Render all of the entries below as a numbered list, omitting any blank lines.

**Records supplied**
START
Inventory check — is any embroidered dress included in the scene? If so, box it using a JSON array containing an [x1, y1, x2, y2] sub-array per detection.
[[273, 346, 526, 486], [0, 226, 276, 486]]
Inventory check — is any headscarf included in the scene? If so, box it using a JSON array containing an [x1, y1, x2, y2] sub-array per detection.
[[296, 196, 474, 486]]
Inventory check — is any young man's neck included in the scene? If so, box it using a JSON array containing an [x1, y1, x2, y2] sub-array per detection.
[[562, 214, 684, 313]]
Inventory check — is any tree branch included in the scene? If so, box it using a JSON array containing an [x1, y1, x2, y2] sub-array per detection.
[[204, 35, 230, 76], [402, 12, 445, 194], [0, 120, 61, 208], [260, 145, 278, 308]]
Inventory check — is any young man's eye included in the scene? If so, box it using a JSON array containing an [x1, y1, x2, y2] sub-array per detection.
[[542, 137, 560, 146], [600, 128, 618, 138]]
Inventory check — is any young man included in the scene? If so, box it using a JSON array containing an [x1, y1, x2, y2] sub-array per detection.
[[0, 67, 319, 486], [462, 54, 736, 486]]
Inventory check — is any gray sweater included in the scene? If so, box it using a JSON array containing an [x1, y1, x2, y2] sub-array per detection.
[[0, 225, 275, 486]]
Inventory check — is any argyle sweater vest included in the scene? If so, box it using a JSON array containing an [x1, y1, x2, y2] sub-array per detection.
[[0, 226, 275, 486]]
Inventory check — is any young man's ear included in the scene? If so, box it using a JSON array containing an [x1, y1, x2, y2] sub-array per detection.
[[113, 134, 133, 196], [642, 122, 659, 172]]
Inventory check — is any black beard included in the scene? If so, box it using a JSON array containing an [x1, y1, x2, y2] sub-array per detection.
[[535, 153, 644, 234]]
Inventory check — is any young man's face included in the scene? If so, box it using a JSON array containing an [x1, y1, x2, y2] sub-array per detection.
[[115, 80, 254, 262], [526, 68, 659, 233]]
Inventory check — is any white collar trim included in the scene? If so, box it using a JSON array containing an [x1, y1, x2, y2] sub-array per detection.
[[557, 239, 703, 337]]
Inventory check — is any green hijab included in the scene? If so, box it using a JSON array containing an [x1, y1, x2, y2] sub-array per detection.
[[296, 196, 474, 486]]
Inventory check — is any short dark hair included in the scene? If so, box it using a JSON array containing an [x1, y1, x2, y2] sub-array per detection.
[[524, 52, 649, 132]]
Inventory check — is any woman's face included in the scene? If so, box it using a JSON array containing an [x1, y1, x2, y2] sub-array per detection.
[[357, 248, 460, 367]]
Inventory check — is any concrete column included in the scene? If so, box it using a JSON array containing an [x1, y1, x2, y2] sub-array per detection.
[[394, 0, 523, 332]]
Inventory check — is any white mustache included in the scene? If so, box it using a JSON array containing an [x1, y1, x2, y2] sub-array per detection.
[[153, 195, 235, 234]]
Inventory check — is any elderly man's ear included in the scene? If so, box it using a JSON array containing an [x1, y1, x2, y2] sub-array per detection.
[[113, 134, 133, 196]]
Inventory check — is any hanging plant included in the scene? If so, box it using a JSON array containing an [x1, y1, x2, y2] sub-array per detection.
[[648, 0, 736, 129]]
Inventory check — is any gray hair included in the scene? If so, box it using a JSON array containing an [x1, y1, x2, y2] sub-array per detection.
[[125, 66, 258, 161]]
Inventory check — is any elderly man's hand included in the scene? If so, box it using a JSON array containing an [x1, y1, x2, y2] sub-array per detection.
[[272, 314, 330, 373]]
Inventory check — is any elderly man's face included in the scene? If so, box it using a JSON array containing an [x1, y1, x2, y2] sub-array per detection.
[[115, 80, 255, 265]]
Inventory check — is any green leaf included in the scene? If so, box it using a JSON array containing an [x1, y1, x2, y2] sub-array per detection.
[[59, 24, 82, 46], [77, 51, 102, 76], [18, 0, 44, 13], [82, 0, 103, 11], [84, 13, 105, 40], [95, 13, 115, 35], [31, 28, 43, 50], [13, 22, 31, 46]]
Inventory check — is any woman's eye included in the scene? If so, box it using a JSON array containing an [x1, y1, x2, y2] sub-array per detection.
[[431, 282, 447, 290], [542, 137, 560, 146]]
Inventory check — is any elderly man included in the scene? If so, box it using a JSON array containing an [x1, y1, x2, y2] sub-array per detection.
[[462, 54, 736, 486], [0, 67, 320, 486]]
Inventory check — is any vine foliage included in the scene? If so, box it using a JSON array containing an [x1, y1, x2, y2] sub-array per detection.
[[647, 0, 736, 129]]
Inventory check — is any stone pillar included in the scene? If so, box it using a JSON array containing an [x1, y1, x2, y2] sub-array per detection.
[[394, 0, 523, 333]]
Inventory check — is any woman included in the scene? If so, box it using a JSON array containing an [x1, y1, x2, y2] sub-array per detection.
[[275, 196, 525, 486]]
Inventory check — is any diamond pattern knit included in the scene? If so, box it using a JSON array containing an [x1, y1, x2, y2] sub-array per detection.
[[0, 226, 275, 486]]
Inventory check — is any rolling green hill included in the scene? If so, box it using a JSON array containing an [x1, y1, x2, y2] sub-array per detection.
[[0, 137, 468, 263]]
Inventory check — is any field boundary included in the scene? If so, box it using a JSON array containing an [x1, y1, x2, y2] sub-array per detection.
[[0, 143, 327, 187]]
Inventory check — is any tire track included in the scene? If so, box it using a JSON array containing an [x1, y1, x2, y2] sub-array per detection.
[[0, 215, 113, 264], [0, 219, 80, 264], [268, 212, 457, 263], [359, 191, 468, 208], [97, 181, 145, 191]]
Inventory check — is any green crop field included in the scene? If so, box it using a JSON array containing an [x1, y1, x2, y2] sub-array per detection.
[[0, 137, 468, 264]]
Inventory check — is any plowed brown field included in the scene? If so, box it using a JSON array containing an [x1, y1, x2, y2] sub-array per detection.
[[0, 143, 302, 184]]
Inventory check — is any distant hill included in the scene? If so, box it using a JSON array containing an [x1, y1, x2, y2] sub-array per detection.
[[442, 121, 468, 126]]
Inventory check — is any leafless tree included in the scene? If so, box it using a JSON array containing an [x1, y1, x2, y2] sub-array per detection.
END
**Completed exercise**
1. Inventory check — is any embroidered dress included in the scene? If so, box it using a JSON array containing an [x1, y1, x2, y2] sub-array per detection.
2. [[273, 346, 526, 486], [0, 226, 276, 486]]
3. Inventory check — is any headscarf included in the scene? If so, box it using a JSON array containing an [x1, y1, x2, y2] sub-array per detection.
4. [[296, 196, 474, 486]]
5. Inventory check — is any young man's neck included in the scene? If so, box it using a JSON array containing an [x1, y1, x2, y2] sub-array per detection.
6. [[562, 214, 684, 313]]
7. Inventory check — is any tree branch included in the scene? If so, box it using a JSON array containing an [x1, y1, x2, y2] sub-array per detection.
8. [[204, 35, 230, 76], [402, 12, 445, 194], [0, 120, 61, 208], [260, 145, 278, 308]]
9. Inventory check — is any young man's eye included in the scene? If so, box it using a JSON array containing an [x1, y1, x2, y2] sub-array per detection.
10. [[542, 137, 560, 146], [600, 128, 618, 138]]
11. Inventory check — is any young man included in the scene? If so, box it using a JSON array containing an [x1, y1, x2, y2] sub-array per detection.
12. [[0, 67, 319, 486], [462, 54, 736, 486]]
13. Inventory check — is any gray sweater included in the scene? If so, box it using a JSON array containing an [x1, y1, x2, y2] sub-array per detection.
14. [[0, 225, 275, 486]]
15. Inventory check — is any argyle sweater vest included in the scene? If so, box it using a JSON array containing an [x1, y1, x2, y2] sub-array per detection.
16. [[0, 226, 275, 486]]
17. Inventory check — is any young man's ear included in the scene? If so, box it using a JSON array containing an [x1, y1, x2, y2] sub-array per detection.
18. [[113, 134, 133, 196], [642, 122, 659, 172]]
19. Inventory check — is any black beard included in the scene? If so, box it using a JSON array containing an [x1, y1, x2, y2] sub-array per detection.
20. [[535, 153, 644, 234]]
21. Inventory check — is any young man's face included in the scene? If so, box it using a JSON array containing an [x1, y1, x2, y2] sub-array per detection.
22. [[115, 80, 254, 262], [526, 68, 659, 233]]
23. Inventory check — is any white collar trim included in the scene? If so, box it using a JSON array containing an [x1, y1, x2, y2] sub-array per detection.
24. [[557, 239, 703, 337]]
25. Inventory check — is any green hijab included in the scene? If so, box it using a JSON array containing an [x1, y1, x2, y2] sub-array per detection.
26. [[296, 196, 474, 486]]
27. Inventory check — is any short dark hair included in the scene? If so, box it using a JSON array containing an [x1, y1, x2, y2] sub-array per detection.
28. [[524, 52, 649, 132]]
29. Inventory check — is any woman's face included in the scene? If so, box it using a JSON array containing an [x1, y1, x2, y2] sub-array per detection.
30. [[357, 248, 460, 367]]
31. Inventory check — is any concrete column included in the scene? If so, box it using a JSON array containing an [x1, y1, x2, y2] sub-array per detection.
32. [[394, 0, 523, 332]]
33. Inventory check — is any white mustache included in the scene? If so, box it using a JSON array containing an [x1, y1, x2, y2] sub-array per detection.
34. [[153, 195, 235, 234]]
35. Inventory check — is any elderly man's ear included in the scene? If so, box it using a JSON array containing an [x1, y1, x2, y2] sub-array per detection.
36. [[113, 134, 133, 196]]
37. Inventory check — is any hanging plant included in the scene? If so, box it using a JSON array containing an [x1, y1, x2, y2] sub-array per detection.
38. [[648, 0, 736, 129]]
39. Inventory check — is any gray hair included in the scene? If so, box it using a JSON array containing an [x1, y1, x2, y2] sub-array per detection.
40. [[125, 66, 258, 161]]
41. Inventory check — is any elderly man's hand included in the scene? If so, box it using a JSON array containing an [x1, y1, x2, y2] sub-array per detection.
42. [[272, 314, 330, 373]]
43. Inventory check — is any elderly man's face included in the scene? If so, box it using a JSON array containing an [x1, y1, x2, y2] sub-array per detection.
44. [[115, 80, 255, 265]]
45. Inventory check — is any green leaf included in the scene? If so, box it using a JSON array containing an [x1, y1, x2, y2] sub-array per detection.
46. [[59, 24, 82, 46], [77, 51, 102, 76], [18, 0, 44, 13], [82, 0, 103, 11], [84, 13, 105, 40], [95, 13, 115, 35], [31, 28, 43, 50], [13, 22, 31, 46]]
47. Inventory check — is any woman's eye included in the scene? If so, box it using a JSON array containing an [x1, y1, x2, y2] sub-array per detection.
48. [[431, 282, 447, 290], [542, 137, 560, 146]]
49. Inventory check — is any elderly man included in the scene? If so, box it using a JSON array containing an [x1, y1, x2, y2] sub-array per detection.
50. [[462, 54, 736, 486], [0, 67, 320, 486]]
51. Inventory check — is any vine foliage included in the scene? If so, box it using a JSON array containing an [x1, y1, x2, y2] sub-array per detection.
52. [[647, 0, 736, 129]]
53. Inventory check — is any stone pillar included in the scene? If so, box it using a JSON array containing an [x1, y1, x2, y2] sub-array per detection.
54. [[394, 0, 523, 333]]
55. Inventory check — is any woman included in the scene? If so, box it using a JSON array containing an [x1, y1, x2, y2] sub-array per detection.
56. [[275, 196, 525, 486]]
57. Inventory check — is any diamond pattern knit included in the scene? If so, box it using a JSON array containing an [x1, y1, x2, y2] sub-array per detection.
58. [[0, 226, 275, 486]]
59. Inventory check — is any rolling green hill included in the scene? If so, box it using a JSON array containing an [x1, y1, x2, y2] sub-array per detection.
60. [[0, 137, 468, 263]]
61. Inventory check — is any field boundary included in the scene? If so, box it using a JSON array containing an [x1, y1, x2, y2] sub-array per detection.
62. [[0, 143, 327, 187]]
63. Inventory check — is any tire track included in the scene? If so, box it using a JSON array containing an [x1, y1, x2, y2] sub-array per detection.
64. [[0, 215, 113, 264], [0, 219, 80, 264], [268, 212, 457, 263], [359, 191, 468, 208], [97, 181, 145, 191]]
65. Inventory check — is any green crop field included in the scene? If so, box it using a JSON array containing an [x1, y1, x2, y2] sub-array per detection.
66. [[0, 137, 468, 264]]
67. Inventory check — is any plowed brown field included in the scene? If so, box it using a JSON array containing an [x1, y1, x2, y2] sub-array per detection.
68. [[0, 143, 302, 184]]
69. Inventory check — is any distant hill included in the scene? If so, box it using a JSON array containing an [x1, y1, x2, y2] sub-array per detection.
70. [[442, 121, 468, 126]]
71. Inventory check — is any leafless tree included in the scene? If so, box it using a JSON array containing an [x1, y1, x2, y2] sub-array per detection.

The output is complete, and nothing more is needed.